### Objectives
- A) Please render this sentence from the review into Spanish: "There was a delicious smell in the room, from baking apple crisp, and we each got a bowl-full before getting on the bus again."
- B) Rewrite everything in the review from "Victoria Freeman's Where" down to "I wanted more.", putting "streetcar" wherever "bus" appears.
- C) Answer these questions using the review:
(i) Who wrote it?
(ii) About how far was Pioneer Village from the writer's school?
(iii) What could the woman in the apron do with the tool she demonstrated?

Victoria Freeman's Where Histories Meet: Indigenous and Settler Encounters in the Toronto AreaReviewed by Maria Meindl
One early-spring morning about sixty years ago, my classmates and I piled on a bus to travel to the recently opened “Pioneer Village,” about an hour’s drive from our downtown Toronto school. I don’t remember much of the visit, except for a walk along a street that looked like it had come straight out of the Little House on the Prairie books. Eager to escape the chill, we crowded into the kitchen of one building, where a lady in an apron, long dress and bonnet showed us a tool that allowed her to peel dozens of apples in minutes by turning a crank. There was a delicious smell in the room, from baking apple crisp, and we each got a bowl-full before getting on the bus again. I wanted more.

### Information provided
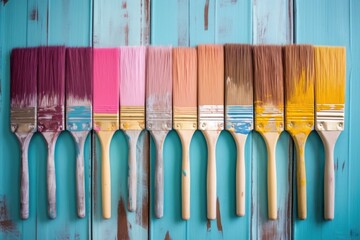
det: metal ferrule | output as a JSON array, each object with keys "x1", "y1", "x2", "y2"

### List of solutions
- A) Había un olor delicioso en la sala, del crumble de manzana que se horneaba, y a cada uno nos dieron un tazón lleno antes de volver a subir al autobús.

- B)
Victoria Freeman's Where Histories Meet: Indigenous and Settler Encounters in the Toronto AreaReviewed by Maria Meindl
One early-spring morning about sixty years ago, my classmates and I piled on a streetcar to travel to the recently opened “Pioneer Village,” about an hour’s drive from our downtown Toronto school. I don’t remember much of the visit, except for a walk along a street that looked like it had come straight out of the Little House on the Prairie books. Eager to escape the chill, we crowded into the kitchen of one building, where a lady in an apron, long dress and bonnet showed us a tool that allowed her to peel dozens of apples in minutes by turning a crank. There was a delicious smell in the room, from baking apple crisp, and we each got a bowl-full before getting on the streetcar again. I wanted more.

- C)
(i) Maria Meindl
(ii) About an hour's drive
(iii) Peel dozens of apples in minutes by turning a crank